(Object point labels)
════════════════
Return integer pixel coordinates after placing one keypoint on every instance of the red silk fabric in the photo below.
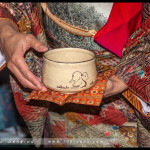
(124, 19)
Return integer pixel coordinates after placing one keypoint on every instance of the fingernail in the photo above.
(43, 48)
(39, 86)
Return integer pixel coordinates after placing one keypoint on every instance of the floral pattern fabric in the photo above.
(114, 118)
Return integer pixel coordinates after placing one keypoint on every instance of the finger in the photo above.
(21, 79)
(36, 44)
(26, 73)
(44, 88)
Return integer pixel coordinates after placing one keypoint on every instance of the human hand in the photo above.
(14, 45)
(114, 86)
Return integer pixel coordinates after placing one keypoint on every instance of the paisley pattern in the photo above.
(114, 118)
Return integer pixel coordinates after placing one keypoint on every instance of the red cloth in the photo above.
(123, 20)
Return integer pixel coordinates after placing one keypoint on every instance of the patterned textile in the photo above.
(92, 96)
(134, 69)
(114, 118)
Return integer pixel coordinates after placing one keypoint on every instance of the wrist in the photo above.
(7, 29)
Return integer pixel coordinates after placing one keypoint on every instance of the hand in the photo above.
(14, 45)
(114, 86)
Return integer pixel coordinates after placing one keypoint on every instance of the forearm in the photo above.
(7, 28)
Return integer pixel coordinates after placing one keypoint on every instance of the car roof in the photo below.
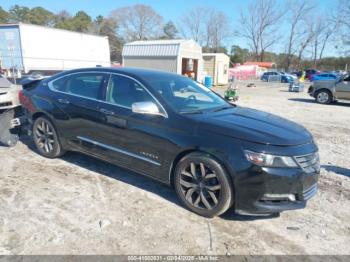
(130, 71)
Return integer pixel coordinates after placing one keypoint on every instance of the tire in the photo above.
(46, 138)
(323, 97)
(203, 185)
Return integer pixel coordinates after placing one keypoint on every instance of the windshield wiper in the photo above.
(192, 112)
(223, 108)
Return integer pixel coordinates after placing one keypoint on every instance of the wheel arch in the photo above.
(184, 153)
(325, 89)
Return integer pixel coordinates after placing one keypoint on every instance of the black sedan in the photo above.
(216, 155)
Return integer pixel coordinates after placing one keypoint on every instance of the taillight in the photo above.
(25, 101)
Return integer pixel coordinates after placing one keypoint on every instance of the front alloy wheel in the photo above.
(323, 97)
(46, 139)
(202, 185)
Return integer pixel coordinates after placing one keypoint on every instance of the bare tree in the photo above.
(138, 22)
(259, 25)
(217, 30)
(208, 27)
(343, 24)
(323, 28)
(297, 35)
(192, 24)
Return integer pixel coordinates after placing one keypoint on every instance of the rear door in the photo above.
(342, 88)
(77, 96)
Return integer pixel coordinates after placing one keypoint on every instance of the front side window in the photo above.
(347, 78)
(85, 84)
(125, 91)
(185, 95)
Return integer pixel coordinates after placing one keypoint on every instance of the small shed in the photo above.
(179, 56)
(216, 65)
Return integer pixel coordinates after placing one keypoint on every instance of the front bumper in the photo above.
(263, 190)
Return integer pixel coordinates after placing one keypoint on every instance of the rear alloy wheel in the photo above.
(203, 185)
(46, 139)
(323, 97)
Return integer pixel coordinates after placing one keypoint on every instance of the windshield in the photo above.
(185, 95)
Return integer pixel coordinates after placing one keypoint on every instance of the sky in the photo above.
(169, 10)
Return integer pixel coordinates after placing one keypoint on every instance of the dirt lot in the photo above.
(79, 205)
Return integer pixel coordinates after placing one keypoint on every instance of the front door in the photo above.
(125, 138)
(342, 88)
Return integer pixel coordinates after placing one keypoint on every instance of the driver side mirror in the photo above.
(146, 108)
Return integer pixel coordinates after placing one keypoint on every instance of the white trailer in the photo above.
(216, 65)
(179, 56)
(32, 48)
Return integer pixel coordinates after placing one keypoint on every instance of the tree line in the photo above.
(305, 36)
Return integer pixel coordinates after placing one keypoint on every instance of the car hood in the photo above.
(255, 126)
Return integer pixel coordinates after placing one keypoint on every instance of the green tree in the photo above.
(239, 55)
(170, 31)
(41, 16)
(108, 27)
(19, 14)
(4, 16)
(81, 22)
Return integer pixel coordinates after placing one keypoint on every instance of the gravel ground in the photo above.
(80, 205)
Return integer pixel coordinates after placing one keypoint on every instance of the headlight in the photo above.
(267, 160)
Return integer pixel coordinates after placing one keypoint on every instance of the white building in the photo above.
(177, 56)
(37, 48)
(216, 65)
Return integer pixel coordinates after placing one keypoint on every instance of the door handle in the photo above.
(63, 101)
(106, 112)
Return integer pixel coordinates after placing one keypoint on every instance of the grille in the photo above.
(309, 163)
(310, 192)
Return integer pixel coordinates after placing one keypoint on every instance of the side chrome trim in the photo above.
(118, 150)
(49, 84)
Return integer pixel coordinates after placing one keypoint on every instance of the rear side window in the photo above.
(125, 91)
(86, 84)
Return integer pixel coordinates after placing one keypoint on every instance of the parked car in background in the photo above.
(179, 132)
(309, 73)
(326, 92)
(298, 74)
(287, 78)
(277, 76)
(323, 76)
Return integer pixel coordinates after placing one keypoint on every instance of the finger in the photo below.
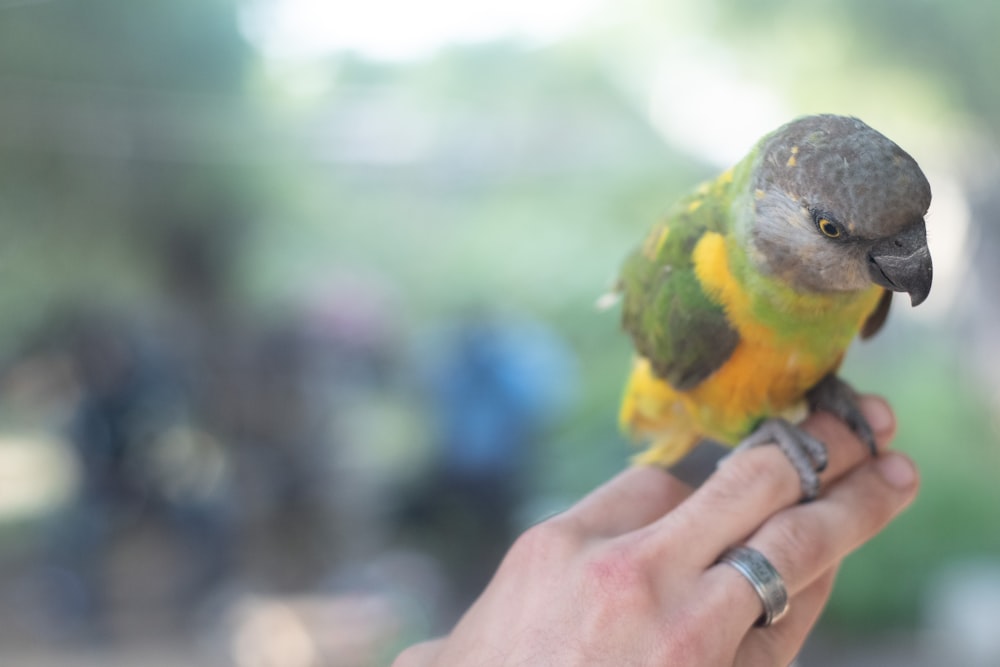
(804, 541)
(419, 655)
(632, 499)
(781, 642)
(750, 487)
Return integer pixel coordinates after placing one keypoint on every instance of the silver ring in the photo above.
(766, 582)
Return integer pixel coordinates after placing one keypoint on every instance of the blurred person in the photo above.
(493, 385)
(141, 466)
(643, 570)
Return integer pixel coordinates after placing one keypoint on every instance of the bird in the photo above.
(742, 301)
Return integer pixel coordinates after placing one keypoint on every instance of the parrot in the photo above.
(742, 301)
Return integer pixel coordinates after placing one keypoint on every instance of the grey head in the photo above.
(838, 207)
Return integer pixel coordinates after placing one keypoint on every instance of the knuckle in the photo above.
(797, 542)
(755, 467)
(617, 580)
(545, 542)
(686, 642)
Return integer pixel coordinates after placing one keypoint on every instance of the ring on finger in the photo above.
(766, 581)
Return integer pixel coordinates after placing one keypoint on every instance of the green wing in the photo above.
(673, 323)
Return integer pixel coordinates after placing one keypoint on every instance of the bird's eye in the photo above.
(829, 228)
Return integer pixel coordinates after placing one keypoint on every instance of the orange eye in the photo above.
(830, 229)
════════════════
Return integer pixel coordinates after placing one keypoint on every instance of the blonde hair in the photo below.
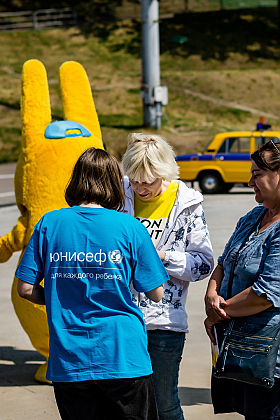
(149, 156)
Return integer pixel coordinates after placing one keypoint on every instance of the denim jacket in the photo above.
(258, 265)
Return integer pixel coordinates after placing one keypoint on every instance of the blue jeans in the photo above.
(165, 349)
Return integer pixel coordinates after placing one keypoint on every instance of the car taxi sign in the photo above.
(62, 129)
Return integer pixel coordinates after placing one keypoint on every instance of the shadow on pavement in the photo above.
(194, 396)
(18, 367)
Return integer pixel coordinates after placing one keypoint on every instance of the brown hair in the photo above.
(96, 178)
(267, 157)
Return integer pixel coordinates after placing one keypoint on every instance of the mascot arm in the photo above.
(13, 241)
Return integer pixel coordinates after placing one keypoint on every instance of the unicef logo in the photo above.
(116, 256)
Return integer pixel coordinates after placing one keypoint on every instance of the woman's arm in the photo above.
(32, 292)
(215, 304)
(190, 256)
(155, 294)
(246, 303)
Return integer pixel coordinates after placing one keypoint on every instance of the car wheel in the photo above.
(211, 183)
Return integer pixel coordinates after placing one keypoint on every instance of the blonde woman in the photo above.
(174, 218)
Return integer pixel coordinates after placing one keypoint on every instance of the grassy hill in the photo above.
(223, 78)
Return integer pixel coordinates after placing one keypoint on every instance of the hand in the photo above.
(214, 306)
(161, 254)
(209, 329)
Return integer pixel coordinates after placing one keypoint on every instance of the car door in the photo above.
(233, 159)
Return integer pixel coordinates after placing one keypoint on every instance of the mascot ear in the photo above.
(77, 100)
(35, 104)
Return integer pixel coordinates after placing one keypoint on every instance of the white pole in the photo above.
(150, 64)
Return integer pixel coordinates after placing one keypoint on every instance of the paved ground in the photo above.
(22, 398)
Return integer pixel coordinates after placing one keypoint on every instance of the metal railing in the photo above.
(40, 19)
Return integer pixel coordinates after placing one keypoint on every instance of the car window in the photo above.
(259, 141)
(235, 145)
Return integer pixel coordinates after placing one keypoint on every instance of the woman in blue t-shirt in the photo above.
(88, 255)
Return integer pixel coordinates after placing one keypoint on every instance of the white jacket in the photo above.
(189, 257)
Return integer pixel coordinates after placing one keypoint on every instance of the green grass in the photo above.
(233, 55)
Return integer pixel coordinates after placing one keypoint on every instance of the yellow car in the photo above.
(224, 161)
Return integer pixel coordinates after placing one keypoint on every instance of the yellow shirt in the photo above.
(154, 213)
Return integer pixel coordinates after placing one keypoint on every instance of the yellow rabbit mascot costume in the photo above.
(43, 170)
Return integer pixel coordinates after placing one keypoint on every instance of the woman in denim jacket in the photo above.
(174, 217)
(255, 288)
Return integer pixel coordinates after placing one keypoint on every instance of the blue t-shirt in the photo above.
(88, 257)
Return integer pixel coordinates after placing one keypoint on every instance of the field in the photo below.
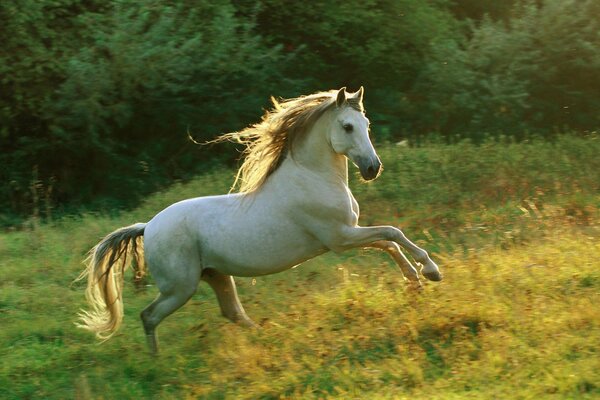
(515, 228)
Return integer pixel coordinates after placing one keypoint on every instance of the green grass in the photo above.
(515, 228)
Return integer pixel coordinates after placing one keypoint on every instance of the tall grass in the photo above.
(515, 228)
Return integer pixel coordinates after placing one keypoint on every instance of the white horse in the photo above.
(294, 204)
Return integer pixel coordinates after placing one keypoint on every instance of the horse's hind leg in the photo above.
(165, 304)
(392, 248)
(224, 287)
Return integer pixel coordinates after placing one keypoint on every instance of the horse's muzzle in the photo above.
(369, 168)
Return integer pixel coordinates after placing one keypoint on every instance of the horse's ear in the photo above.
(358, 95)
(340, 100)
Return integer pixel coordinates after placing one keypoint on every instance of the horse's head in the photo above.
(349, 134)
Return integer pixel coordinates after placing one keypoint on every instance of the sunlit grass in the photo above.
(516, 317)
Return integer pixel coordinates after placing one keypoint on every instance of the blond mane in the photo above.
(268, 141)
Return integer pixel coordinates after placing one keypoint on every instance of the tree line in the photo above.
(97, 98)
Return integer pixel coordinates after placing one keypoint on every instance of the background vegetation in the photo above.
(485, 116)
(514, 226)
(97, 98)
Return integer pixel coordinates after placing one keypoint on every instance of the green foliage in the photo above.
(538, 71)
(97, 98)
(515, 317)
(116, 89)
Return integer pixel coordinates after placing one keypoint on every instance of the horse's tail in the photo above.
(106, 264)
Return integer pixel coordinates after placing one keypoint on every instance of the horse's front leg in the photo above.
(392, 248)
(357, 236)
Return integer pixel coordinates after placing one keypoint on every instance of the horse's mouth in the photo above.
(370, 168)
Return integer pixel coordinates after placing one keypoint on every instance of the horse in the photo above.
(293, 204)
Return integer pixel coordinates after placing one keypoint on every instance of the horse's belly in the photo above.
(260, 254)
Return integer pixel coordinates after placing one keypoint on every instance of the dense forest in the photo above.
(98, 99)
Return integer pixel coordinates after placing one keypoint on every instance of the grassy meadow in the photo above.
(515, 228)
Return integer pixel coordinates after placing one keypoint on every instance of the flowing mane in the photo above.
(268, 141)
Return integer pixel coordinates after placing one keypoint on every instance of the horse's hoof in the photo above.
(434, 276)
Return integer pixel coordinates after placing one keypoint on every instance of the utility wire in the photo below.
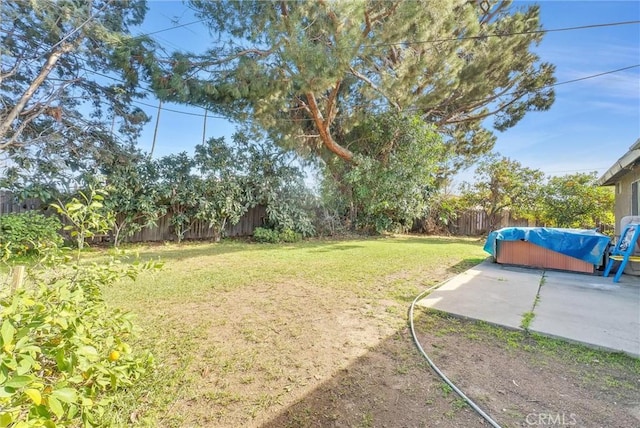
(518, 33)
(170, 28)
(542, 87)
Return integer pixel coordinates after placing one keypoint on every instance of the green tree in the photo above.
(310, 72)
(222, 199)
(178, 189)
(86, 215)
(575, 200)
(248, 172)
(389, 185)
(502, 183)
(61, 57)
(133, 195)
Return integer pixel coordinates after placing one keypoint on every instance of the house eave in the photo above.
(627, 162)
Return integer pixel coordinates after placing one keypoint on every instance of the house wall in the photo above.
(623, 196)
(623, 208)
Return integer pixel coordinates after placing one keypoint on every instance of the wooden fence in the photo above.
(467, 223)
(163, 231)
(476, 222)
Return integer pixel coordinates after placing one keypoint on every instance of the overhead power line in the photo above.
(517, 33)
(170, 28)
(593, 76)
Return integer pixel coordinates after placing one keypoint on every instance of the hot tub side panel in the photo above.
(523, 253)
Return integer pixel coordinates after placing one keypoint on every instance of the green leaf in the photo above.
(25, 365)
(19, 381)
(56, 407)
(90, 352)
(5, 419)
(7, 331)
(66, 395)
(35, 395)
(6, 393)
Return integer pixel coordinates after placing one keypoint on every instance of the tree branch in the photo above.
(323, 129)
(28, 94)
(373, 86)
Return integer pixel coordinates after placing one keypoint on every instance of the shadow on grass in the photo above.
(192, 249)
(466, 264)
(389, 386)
════════════════
▸ **Objective**: Show each line of the records that contains the word "ring", copying every such line in full.

▸ **Output for this exercise**:
Return integer pixel coordinates after placing one keypoint on every instance of the silver ring in the photo above.
Return integer pixel coordinates after placing one keypoint on every instance of the ring on finger in the photo above.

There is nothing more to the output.